* [Istruzione scritta 1]: Riporta il passo del brano su magistero e teologia morale compreso tra "Su questo un" e "una regola generale.", estremi inclusi.
* [Istruzione scritta 2]: Elenca i ponti che il brano su magistero e teologia morale indica per disinnescare il conflitto.
* [Istruzione scritta 3]: Prosegui il brano su magistero e teologia morale dal punto in cui si interrompe.
=== Brano di testo ===
Certamente sta anche al magistero disinnescare il conflitto. Un ponte potrebbe essere la tolleranza del preservativo nella lotta contro l’AIDS. Un altro ponte, il ritorno alla dissertazione dogmatica per il dottorato, del 1971, presentata dal cardinale Levada, attualmente al vertice della Congregazione per la dottrina della fede, nella quale viene contestata la possibilità di una infallibilità in questioni concrete di diritto naturale. Costituirebbe un terzo ponte il rafforzamento della dottrina della coscienza e un quarto ponte sarebbe l’inclusione chiaramente visibile di convinzioni cristianamente vissute nei témoignages richiesti. Ciò a Roma è stato finora decisamente trascurato. Ci sono qui molti ponti per uno che è chiamato costruttore di ponti, per un pontifex maximus. Molti di questi ponti sono stati proposti nella discussione della enciclica Veritatis splendor.

Su questo un breve racconto: nell’anno 1989, dopo che in tutto il mondo teologi e teologhe, in seguito alla Dichiarazione di Colonia, avevano protestato anche a causa dei problemi tra magistero e teologia morale, io e altri abbiamo avuto l’occasione di discutere con ottanta preti polacchi riuniti a Kattowitz sulla norma della contraccezione. Io li invitai a confrontarsi con il caso di un prelato romano che, in una situazione estrema, nel corso di un colloquio in confessione, aveva permesso la pillola. (Il “caso estremo” era caratterizzato dai seguenti fattori: tre bambini erano già nati, la prossima gravidanza minacciava la salute, il metodo naturale legato ai cicli naturali non era praticabile). I preti, però, non erano interessati a concessione o rifiuto nel singolo caso, e per nulla affatto a questa interpretazione del potere del confessore: essi volevano tutti una regola generale.
=== Righe memorizzate ===
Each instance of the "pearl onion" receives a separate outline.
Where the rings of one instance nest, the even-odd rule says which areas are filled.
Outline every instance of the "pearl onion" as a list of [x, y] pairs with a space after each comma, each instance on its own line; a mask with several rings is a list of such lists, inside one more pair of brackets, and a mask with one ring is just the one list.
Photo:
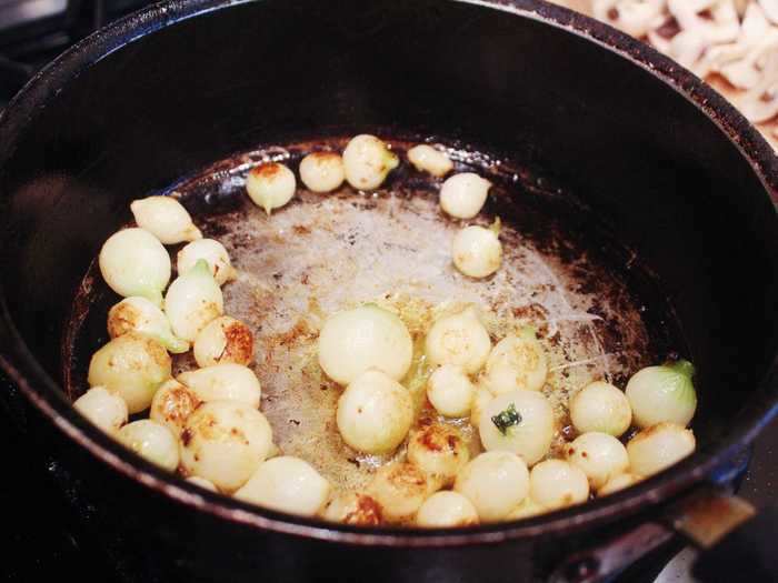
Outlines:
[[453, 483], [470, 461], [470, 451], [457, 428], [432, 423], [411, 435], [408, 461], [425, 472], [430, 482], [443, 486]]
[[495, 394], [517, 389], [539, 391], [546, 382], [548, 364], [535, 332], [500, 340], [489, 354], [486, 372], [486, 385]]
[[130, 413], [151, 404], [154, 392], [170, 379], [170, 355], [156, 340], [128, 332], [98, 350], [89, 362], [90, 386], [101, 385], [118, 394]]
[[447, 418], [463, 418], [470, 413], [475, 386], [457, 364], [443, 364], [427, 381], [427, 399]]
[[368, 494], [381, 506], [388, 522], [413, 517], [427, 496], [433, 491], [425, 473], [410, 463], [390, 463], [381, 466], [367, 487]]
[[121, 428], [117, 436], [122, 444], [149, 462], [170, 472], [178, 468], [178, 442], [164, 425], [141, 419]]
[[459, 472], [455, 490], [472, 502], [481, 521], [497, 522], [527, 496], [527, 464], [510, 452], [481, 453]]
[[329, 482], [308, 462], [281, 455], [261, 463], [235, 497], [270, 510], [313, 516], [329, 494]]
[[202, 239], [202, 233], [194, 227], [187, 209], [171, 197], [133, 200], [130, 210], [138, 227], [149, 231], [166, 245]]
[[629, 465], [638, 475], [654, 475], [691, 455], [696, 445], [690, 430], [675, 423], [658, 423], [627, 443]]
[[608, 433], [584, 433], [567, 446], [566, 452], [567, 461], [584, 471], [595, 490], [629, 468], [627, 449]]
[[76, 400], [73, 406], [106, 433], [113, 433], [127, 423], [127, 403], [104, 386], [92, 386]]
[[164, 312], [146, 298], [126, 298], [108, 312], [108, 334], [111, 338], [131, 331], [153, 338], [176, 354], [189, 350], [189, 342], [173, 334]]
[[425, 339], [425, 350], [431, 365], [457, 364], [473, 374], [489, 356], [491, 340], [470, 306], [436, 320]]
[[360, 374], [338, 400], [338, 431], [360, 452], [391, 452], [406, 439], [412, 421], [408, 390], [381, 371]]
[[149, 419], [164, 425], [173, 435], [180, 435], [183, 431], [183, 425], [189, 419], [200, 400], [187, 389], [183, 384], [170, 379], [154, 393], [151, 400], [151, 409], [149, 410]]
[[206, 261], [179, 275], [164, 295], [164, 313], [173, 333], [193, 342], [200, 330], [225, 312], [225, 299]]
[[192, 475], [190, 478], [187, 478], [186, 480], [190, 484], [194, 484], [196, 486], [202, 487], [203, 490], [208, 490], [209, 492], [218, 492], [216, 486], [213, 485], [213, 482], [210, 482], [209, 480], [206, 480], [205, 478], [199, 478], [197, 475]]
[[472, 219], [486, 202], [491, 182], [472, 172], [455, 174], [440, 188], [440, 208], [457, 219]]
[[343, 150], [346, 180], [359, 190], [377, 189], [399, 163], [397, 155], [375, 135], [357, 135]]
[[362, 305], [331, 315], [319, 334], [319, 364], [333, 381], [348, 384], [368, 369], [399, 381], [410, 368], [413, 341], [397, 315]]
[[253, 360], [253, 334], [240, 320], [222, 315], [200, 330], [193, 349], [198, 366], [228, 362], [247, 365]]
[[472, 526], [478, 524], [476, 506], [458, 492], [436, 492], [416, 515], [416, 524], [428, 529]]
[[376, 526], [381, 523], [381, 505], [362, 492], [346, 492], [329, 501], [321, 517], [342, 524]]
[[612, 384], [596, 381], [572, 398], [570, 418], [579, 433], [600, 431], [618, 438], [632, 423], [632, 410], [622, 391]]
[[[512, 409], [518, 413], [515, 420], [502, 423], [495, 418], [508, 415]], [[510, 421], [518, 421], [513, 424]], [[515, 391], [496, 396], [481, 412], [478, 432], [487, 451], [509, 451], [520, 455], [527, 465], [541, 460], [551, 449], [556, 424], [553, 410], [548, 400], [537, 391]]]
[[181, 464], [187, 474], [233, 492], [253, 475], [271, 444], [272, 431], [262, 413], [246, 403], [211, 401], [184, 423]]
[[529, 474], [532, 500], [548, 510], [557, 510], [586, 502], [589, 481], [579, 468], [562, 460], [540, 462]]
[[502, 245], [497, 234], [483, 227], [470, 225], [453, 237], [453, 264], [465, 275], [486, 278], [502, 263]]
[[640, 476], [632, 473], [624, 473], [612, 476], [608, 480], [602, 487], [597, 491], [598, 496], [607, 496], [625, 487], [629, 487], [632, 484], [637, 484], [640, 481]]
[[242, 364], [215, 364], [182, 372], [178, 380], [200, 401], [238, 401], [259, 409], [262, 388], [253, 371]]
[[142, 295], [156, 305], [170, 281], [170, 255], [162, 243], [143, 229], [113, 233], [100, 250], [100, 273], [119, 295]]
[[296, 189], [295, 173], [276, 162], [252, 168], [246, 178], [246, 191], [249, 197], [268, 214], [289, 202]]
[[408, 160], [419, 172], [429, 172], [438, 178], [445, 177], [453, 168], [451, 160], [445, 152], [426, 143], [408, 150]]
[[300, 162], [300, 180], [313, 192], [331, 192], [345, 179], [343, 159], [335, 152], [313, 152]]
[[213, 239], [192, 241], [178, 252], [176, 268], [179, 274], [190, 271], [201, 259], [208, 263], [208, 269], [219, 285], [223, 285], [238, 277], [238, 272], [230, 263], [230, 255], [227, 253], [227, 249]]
===
=== Righe memorizzate ===
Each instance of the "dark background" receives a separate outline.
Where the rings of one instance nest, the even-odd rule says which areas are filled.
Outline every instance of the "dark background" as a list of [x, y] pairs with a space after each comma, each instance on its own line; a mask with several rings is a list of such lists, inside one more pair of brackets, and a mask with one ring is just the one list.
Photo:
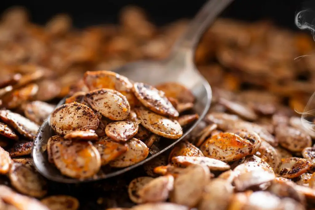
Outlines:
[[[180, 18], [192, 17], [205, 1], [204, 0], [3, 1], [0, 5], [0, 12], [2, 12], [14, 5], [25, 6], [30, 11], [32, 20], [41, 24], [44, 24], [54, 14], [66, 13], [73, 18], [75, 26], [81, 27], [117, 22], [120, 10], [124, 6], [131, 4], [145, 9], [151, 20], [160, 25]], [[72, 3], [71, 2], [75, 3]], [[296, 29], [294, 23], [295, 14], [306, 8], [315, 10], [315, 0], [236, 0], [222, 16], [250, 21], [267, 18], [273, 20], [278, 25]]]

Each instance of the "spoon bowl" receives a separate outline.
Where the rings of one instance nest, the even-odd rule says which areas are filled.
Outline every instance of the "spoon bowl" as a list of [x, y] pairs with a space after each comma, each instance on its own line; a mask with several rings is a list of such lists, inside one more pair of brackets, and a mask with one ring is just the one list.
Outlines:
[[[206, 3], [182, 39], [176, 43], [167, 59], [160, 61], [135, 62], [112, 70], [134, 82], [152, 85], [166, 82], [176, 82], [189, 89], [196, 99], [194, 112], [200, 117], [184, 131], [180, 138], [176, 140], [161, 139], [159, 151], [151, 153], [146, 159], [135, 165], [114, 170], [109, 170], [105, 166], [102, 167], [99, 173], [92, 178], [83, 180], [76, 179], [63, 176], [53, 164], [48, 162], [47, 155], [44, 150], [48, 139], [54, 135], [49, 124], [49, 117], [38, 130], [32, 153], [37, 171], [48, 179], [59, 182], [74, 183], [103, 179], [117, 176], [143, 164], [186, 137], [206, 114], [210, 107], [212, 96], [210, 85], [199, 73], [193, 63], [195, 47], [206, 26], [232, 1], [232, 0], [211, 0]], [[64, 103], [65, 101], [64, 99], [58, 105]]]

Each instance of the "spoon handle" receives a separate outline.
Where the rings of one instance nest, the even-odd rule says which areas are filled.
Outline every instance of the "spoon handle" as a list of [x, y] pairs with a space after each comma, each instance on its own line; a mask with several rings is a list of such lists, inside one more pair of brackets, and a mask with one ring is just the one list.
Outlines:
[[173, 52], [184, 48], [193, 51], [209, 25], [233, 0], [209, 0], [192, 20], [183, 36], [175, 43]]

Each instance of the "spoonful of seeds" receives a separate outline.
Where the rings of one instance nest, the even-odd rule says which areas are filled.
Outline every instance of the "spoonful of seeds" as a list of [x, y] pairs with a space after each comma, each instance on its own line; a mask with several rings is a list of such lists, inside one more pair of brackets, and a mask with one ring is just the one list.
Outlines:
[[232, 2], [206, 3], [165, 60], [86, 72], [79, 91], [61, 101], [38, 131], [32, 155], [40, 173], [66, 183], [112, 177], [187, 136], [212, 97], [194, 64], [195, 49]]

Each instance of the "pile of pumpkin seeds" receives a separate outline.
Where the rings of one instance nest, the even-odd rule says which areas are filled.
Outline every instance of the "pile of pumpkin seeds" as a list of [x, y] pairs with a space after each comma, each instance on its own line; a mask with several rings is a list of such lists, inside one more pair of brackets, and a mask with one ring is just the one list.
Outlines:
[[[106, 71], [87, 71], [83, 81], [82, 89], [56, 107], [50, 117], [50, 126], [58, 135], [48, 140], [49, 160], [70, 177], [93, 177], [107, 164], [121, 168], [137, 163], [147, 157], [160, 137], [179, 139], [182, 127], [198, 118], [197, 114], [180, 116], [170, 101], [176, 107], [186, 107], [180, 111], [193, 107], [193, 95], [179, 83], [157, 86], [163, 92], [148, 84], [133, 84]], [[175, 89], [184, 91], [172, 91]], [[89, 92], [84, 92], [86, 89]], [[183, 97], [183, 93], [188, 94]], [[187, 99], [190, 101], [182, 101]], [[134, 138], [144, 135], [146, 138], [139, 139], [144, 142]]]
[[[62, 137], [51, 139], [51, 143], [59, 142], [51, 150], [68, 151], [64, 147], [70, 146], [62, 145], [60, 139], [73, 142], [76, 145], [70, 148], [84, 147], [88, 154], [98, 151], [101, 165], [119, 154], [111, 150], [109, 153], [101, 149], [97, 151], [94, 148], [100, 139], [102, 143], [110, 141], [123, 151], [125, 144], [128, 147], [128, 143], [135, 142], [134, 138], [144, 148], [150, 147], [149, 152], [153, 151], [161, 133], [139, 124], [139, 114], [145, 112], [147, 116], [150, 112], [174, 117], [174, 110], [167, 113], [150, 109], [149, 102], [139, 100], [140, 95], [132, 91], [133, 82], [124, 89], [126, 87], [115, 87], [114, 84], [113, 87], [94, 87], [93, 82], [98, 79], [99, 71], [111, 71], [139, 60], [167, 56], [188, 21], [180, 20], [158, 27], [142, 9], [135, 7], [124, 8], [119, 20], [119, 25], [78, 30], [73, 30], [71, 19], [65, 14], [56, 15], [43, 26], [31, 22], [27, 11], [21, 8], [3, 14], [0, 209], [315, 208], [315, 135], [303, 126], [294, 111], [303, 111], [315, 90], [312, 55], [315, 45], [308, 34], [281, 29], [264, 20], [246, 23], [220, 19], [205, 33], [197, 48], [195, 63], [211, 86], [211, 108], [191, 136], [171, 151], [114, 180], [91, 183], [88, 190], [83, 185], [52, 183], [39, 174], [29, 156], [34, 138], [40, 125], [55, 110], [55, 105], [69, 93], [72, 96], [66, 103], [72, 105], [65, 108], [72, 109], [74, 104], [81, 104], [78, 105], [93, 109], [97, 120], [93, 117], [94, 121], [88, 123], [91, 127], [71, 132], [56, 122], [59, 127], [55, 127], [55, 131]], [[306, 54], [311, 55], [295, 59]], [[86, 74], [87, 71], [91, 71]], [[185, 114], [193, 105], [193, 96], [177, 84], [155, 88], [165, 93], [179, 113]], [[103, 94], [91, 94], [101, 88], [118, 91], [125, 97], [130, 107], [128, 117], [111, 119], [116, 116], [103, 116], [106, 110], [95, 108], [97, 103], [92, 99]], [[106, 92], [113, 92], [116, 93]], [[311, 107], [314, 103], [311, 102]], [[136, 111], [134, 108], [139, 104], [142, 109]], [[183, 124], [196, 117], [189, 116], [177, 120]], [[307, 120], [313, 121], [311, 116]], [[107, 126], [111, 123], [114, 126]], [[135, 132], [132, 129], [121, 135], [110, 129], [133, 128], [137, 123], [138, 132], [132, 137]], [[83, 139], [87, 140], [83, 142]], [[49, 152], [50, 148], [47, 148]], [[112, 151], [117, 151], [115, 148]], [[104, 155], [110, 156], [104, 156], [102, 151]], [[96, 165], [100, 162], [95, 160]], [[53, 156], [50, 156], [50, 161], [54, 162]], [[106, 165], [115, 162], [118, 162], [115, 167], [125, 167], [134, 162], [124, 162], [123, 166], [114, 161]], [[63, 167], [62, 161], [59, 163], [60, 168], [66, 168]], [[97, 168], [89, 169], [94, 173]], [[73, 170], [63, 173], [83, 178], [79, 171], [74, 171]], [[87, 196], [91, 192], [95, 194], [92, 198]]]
===
* [Risultato 1]:
Su questo un breve racconto: nell’anno 1989, dopo che in tutto il mondo teologi e teologhe, in seguito alla Dichiarazione di Colonia, avevano protestato anche a causa dei problemi tra magistero e teologia morale, io e altri abbiamo avuto l’occasione di discutere con ottanta preti polacchi riuniti a Kattowitz sulla norma della contraccezione. Io li invitai a confrontarsi con il caso di un prelato romano che, in una situazione estrema, nel corso di un colloquio in confessione, aveva permesso la pillola. (Il “caso estremo” era caratterizzato dai seguenti fattori: tre bambini erano già nati, la prossima gravidanza minacciava la salute, il metodo naturale legato ai cicli naturali non era praticabile). I preti, però, non erano interessati a concessione o rifiuto nel singolo caso, e per nulla affatto a questa interpretazione del potere del confessore: essi volevano tutti una regola generale.

* [Risultato 2]:
- La tolleranza del preservativo nella lotta contro l'AIDS
- Il ritorno alla dissertazione dogmatica per il dottorato, del 1971, presentata dal cardinale Levada
- Il rafforzamento della dottrina della coscienza
- L'inclusione chiaramente visibile di convinzioni cristianamente vissute nei témoignages richiesti

* [Risultato 3]:
Così vengo al mio punto di vista: la commissione per l’AIDS, insediata dal papa per l’esame della dottrina della chiesa, dovrebbe ampliare il proprio compito (su questo, vedi sotto). Oppure le nuove sfide dell’impiego di embrioni dovrebbero far prendere coscienza dove va tirata la linea di confine: la conservazione della vita umana generata. È una situazione schizofrenica che questa linea venga dalla chiesa difesa sotto l’influenza politica (per esempio in Italia), ma i teologi e le teologhe morali, molto dietro questa linea, vengano poi dalla chiesa attaccati.

Quarant’anni di mancata ricezione di una proibizione che entrava molto in dettaglio dovrebbero bastare per prendere in considerazione una revisione. Si può senz’altro salvare ciò che, tra l’altro, alcuni teologi della liberazione hanno chiamato l’«elemento profetico» in HV: il totale (e non soltanto parziale) dominio della ragione pianificante nella relazione d’amore e la crescente tecnologizzazione della riproduzione.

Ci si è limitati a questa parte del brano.